* Document:
* BEGIN *

Is proper time equal to the Invariant Interval or the time elapsed in the Rest Frame? In SR consider two time like separated events -
In some frame \begin{equation}ds^2= dt^2 - dx^2\end{equation}
In a frame where the events occur at the same place ( rest frame; $dx' =0$) then according to what I know proper time is the time elapsed in that frame i.e. $d\tau=dt'$.
Hence \begin{equation}ds'^2 = d\tau^2 =dt'^2\end{equation} ( since $d\tau =dt'$ in that frame)and since the interval is invariant;
\begin{equation}
d\tau^2=dt'^2= dt^2 - dx^2.\end{equation}
Consider the same event in GR, in some frame ( coordinate system) \begin{equation}ds^2= g_{00}dt^2 - g_{11}dx^2....\end{equation}
In the frame ( coordinate system) where the events occur at the same place ( $dx'^2=0$) then according to what I know proper time is the time elapsed in that frame i.e. $d\tau=dt'$,  and we should have, \begin{equation}
ds'^2= g_{00}dt'^2 = g_{00}d\tau^2\end{equation} ( by the same analogy as in SR, $d\tau =dt'$) and since the interval is invariant, we should have, \begin{equation}
g_{00}d\tau^2 = g_{00}dt^2 - g_{11}dx^2....\end{equation}.
But from time dilation formula in GR, I know this wrong.
Precisely, according to what I have unsertood, proper time is the time elapsed in the rest frame of the particle, just like in SR, so for the interval\begin{equation}
ds^2= g_{00}dt^2 - g_{11}dx^2....\end{equation}, if two events happen at the same place
\begin{equation}ds^2 = g_{00}dt'=g_{00}d\tau^2\end{equation} ( by definition just as in the SR case).

*

*Why is this wrong. Is my reasoning that proper time is the time measured in the rest frame wrong
                         Or 

2)is that the time coordinate in a general metric not represent time measured by any clock.
 A: This is not a contradiction, but simply a constraint on the allowable coordinate systems that would qualify as a particle’s rest frame. You have discovered that along the worldline of the particle the metric in the particle’s rest frame must have $g_{00}=1$. It is not mandatory to use such coordinates, but only such coordinates will be called the particle’s rest frame.
As an example, consider the standard Schwarzschild metric for a manifold with (-+++) signature and in units where $c=1$ $$g=\left(
\begin{array}{cccc}
  -\left(1-\frac{R}{r}\right) & 0 & 0 & 0 \\
 0 & \left(1-\frac{R}{r}\right)^{-1} & 0 & 0 \\
 0 & 0 & r^2 & 0 \\
 0 & 0 & 0 & r^2 \sin (\theta ) \\
\end{array}
\right)$$ which is the line element $$ds^2 = -d\tau^2 = -\left(1-\frac{R}{r}\right) dt^2 + \left(1-\frac{R}{r}\right)^{-1} dr^2 + r^2 d\theta^2 + r^2 \sin (\theta ) d\phi^2$$
Now, for a particle at rest we have $dr=d\theta=d\phi=0$ so $$ds^2 = -d\tau^2 = -\left(1-\frac{R}{r}\right) dt^2 = g_{00} dt^2$$ Notice that for $r=\infty$ we have $g_{00}=-1$ so the proper time $d\tau$ is equal to the coordinate time $dt$. So these coordinates are a valid rest frame for an observer at rest at $r=\infty$. However, for $r=10R$ we have $ g_{00} = -0.9$ so $d\tau^2 = 0.9 dt^2$ thus the coordinate time is not equal to the proper time. These same coordinates are not a valid rest frame for an observer at rest at any finite $r$.

* END *

* What is asked:
1. Rewrite the paragraph of the proper time thread that begins "This is not a contradiction" in a shorter form that keeps its main points.
2. Write the next part of the forum thread on proper time, picking up after its final sentence.
The records have no connection to the forum thread on proper time.

* Listed entries:
* BEGIN *

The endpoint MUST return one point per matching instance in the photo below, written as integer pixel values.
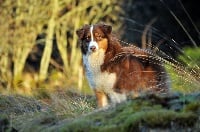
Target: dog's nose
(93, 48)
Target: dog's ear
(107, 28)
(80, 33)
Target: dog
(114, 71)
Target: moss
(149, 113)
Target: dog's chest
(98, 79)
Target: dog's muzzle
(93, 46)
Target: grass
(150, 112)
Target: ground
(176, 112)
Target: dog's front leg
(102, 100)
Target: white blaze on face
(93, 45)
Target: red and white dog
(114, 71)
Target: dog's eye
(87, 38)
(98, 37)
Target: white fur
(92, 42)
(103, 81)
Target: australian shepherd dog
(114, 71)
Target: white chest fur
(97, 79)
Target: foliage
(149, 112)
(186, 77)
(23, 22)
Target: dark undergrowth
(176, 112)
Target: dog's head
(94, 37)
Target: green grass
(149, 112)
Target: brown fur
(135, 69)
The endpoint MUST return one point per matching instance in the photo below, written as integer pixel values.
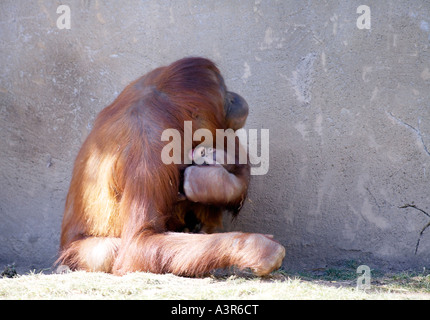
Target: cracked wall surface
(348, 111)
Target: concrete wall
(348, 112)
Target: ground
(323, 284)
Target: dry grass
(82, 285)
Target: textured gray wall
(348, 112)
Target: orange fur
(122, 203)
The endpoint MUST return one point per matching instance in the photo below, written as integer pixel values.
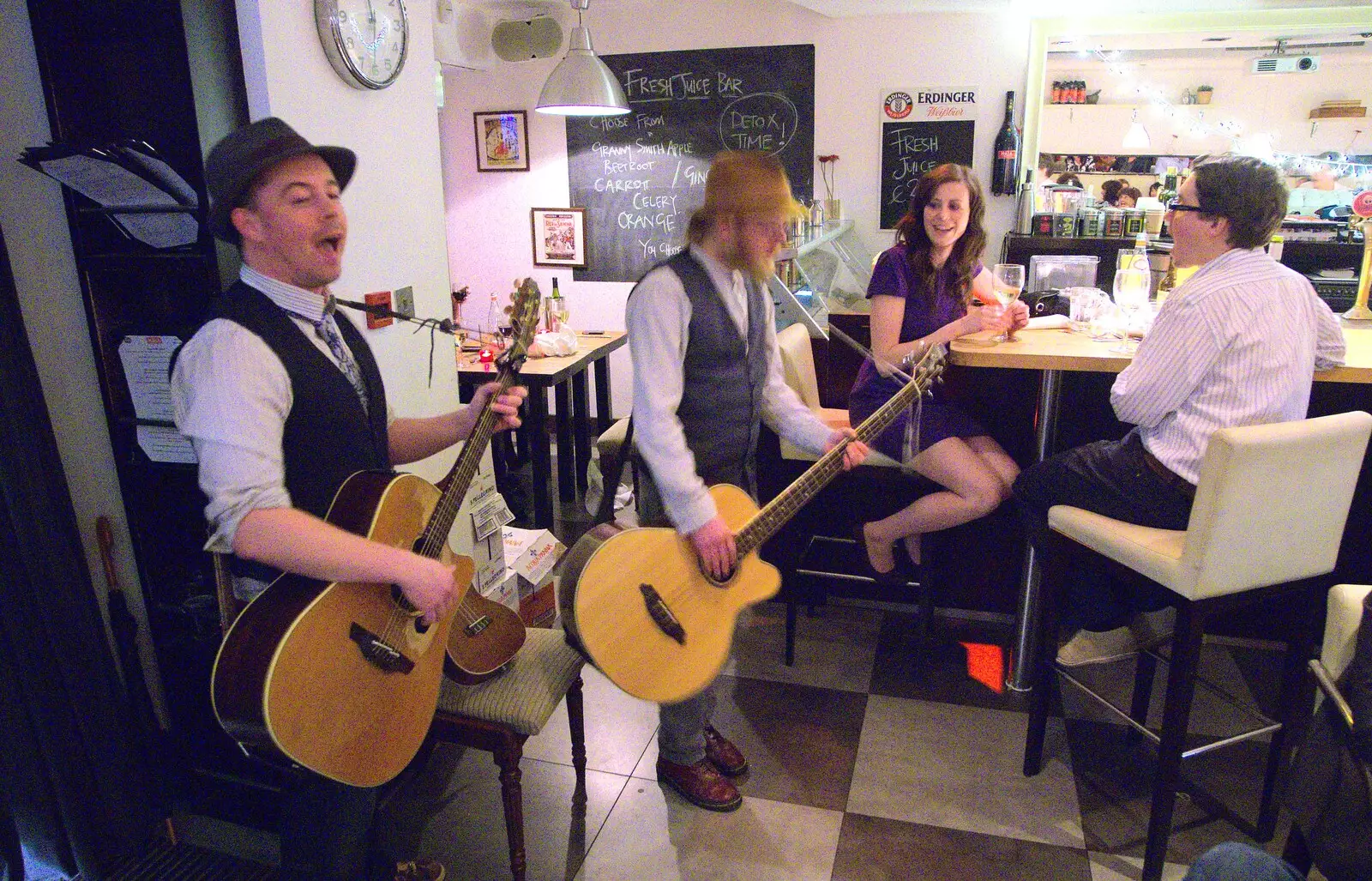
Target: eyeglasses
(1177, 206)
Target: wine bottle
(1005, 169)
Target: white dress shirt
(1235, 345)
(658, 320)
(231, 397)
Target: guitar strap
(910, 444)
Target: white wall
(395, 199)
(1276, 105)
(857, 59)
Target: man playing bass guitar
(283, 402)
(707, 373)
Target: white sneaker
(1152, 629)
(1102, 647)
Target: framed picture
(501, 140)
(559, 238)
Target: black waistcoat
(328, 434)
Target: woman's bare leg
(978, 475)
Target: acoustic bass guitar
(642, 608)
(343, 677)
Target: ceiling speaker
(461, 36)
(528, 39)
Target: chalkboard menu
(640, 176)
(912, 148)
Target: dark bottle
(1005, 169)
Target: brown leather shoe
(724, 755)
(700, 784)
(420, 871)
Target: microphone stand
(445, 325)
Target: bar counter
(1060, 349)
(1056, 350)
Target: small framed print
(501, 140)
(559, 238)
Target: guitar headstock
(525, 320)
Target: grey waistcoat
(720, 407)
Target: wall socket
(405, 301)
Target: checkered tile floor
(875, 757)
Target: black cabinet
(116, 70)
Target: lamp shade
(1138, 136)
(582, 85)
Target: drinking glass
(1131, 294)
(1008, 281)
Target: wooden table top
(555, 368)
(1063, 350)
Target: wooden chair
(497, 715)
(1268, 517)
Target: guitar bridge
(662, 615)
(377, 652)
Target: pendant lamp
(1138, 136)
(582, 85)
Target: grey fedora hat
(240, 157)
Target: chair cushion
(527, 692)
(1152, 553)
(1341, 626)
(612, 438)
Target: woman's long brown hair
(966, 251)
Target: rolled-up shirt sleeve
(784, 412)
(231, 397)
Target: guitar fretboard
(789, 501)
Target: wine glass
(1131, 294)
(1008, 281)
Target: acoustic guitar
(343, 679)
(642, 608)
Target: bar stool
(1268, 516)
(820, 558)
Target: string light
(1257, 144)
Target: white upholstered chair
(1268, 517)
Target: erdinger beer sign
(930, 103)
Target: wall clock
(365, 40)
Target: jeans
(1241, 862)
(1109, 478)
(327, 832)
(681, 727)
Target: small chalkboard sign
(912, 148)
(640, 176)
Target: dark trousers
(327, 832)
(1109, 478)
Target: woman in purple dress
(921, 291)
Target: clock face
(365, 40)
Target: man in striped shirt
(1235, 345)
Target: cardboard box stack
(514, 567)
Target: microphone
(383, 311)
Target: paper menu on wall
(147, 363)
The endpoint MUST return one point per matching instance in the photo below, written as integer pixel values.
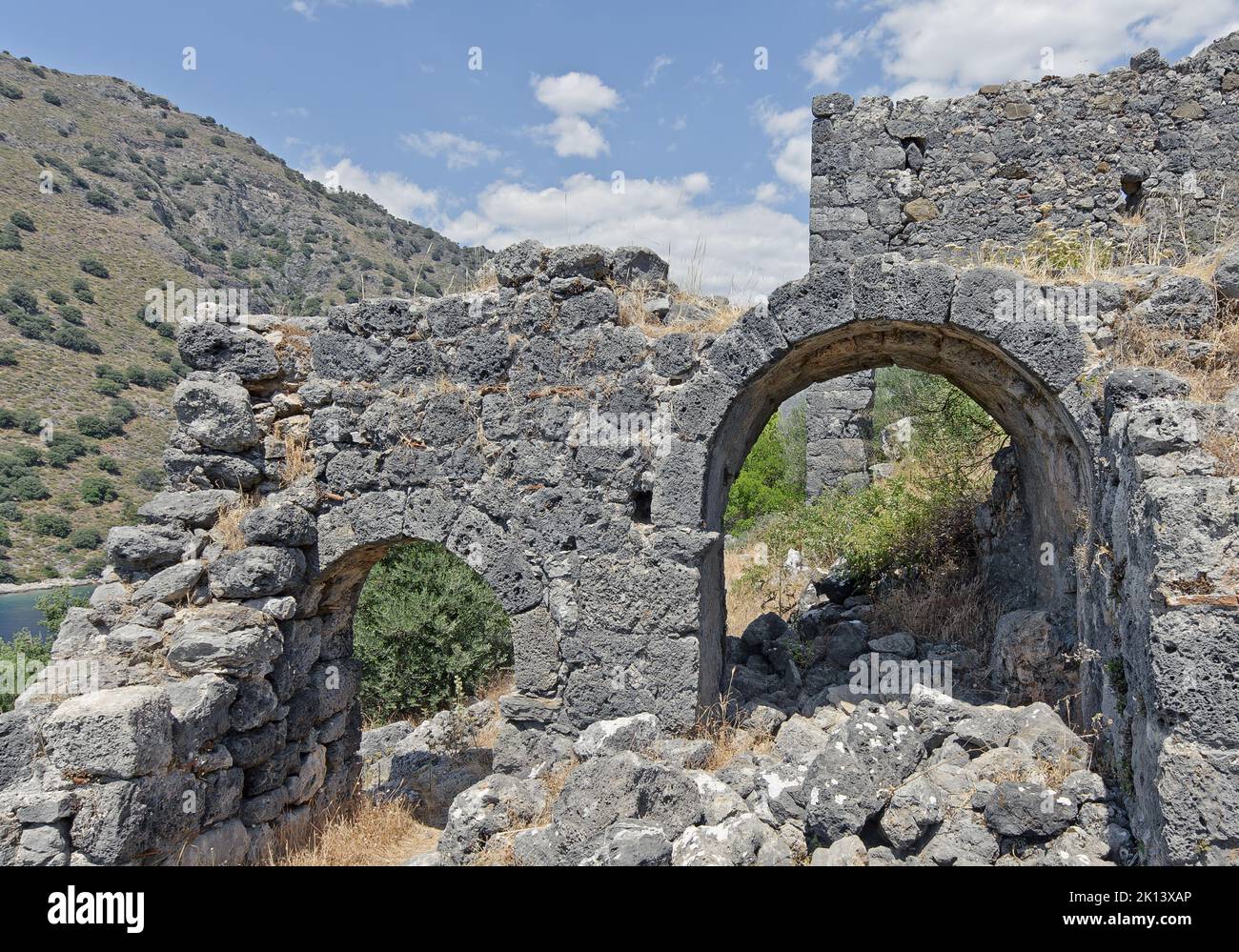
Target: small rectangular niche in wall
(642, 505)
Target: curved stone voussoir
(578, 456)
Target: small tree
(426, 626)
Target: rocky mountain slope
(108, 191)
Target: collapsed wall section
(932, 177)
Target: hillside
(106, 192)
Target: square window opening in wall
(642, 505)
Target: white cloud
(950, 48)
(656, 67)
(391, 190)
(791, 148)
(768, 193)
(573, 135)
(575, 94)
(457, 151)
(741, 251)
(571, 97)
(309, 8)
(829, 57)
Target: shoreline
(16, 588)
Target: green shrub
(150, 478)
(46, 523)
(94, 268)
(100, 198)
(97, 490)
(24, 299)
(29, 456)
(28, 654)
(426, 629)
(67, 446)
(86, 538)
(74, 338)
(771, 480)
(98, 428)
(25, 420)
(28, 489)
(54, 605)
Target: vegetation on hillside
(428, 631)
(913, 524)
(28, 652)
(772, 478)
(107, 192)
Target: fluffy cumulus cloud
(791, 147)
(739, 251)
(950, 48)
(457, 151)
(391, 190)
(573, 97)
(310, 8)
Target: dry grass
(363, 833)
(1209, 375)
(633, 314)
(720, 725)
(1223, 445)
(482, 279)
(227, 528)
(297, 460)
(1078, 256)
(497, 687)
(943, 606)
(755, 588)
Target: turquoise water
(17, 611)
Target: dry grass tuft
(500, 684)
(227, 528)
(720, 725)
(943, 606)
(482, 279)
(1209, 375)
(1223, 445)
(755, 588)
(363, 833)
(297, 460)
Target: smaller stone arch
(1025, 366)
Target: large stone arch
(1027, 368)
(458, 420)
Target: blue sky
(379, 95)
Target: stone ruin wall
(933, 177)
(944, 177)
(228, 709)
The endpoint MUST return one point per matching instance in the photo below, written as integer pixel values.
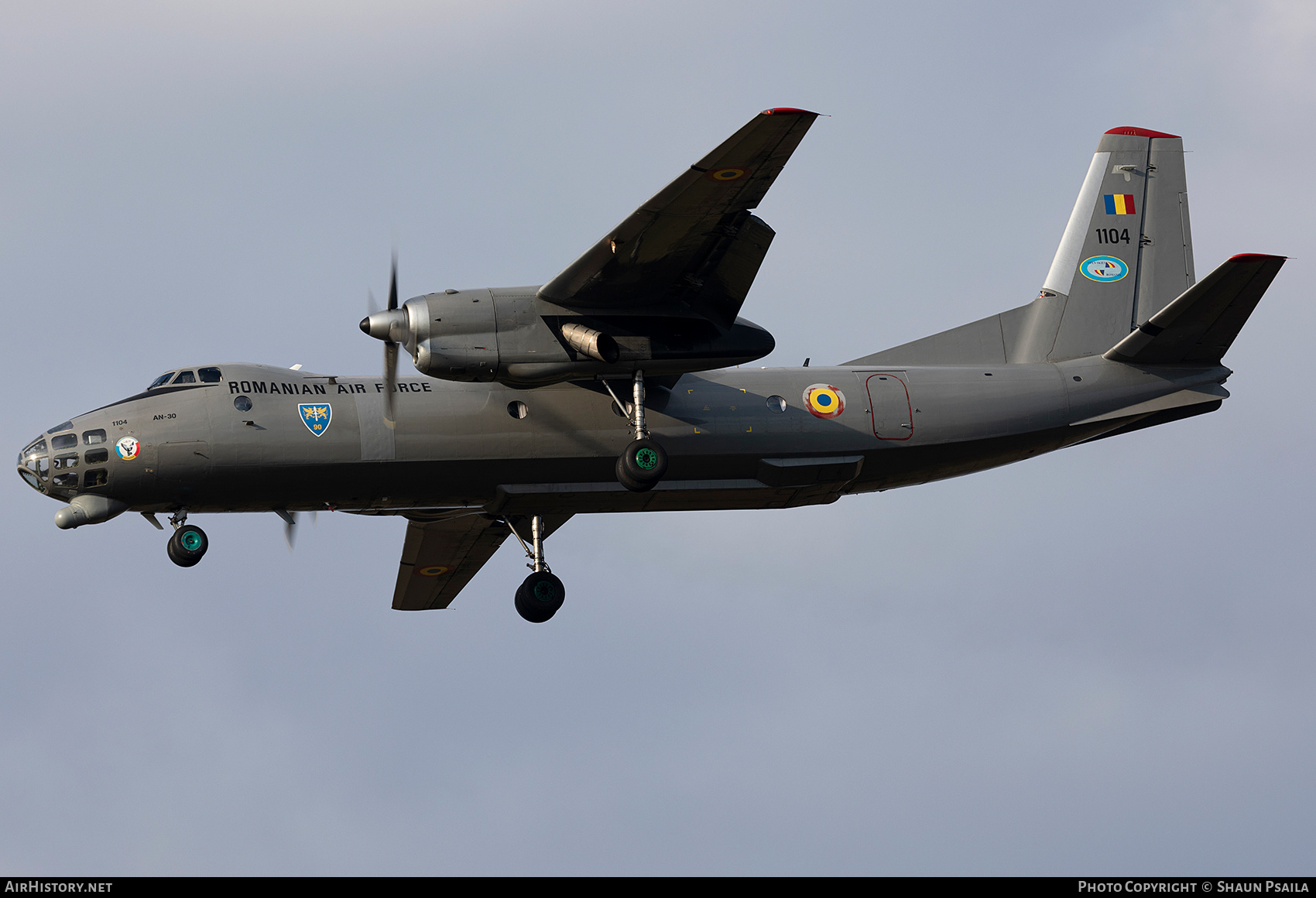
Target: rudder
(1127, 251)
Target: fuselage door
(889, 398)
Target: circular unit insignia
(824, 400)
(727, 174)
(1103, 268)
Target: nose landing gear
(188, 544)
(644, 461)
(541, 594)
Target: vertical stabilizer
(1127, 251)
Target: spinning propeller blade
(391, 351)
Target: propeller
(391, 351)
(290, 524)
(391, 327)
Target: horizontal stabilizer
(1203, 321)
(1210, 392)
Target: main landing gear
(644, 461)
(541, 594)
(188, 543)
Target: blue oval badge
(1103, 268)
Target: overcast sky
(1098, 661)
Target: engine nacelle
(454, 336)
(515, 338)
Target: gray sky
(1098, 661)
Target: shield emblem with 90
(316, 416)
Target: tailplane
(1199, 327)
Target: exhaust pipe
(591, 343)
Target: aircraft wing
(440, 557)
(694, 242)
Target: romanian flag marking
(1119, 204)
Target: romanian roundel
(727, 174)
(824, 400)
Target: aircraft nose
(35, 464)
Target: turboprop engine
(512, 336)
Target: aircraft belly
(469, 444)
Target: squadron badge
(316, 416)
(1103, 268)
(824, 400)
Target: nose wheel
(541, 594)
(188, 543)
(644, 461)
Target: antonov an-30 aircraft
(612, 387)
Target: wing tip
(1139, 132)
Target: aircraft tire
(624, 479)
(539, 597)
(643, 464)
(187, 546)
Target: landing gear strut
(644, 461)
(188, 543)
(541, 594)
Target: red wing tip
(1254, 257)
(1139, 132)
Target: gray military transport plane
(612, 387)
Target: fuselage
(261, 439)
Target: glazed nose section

* END *

* Solved problems:
1. There is no contradiction. The result only limits which coordinate systems can count as a particle's rest frame. Along the particle's worldline, the metric in its rest frame must have $g_{00}=1$. Other coordinates may be used, but only coordinates that meet this condition are called the particle's rest frame.

2.
A: Your second statement is correct. In GR, one can always change to a new set of coordinates $x'=x'(x)$, so it's clear that any particular choice of time coordinate doesn't have any absolute physical significance. What is invariant is the interval $s$. An observer moving along some timelike path will experience time elapsing according to the invariant interval along the path, and this is independent of the choice of coordinates. Now, if you are that observer, one thing you could do is watch your clock, and "draw a tick mark" on the spacetime once per second according to your clock. By doing this you would have constructed a time coordinate which has the simple property that $ds = dt$. But this relation only holds for that choice of time coordinate.
Edit to follow up on some comments:
You are wondering whether/why in SR $g_{00}$ must be equal to $-1$. The answer is that it doesn't matter. Or more precisely, that's a meaningless statement. The reason is that time is a dimensionful quantity. If I measure time in seconds, and I have $g_{00}=-1$, then I could also keep the same time coordinate but set $g_{00}=-1/{3600}$ and then I would get the time measured in minutes. So it's really a moot point. The difference with GR is that in GR, the metric varies over spacetime. So the worldline of an observer can pass through points where the metric is different, and those relative changes will produce interesting effects. In GR, you would make some choice of units at one point on your worldline, and you could use that to set $g_{00}=-1$ at that point, but then as you continue on the worldline, you would experience different values of the metric, and thus the value of coordinate time and your accumulated invariant interval will start to differ.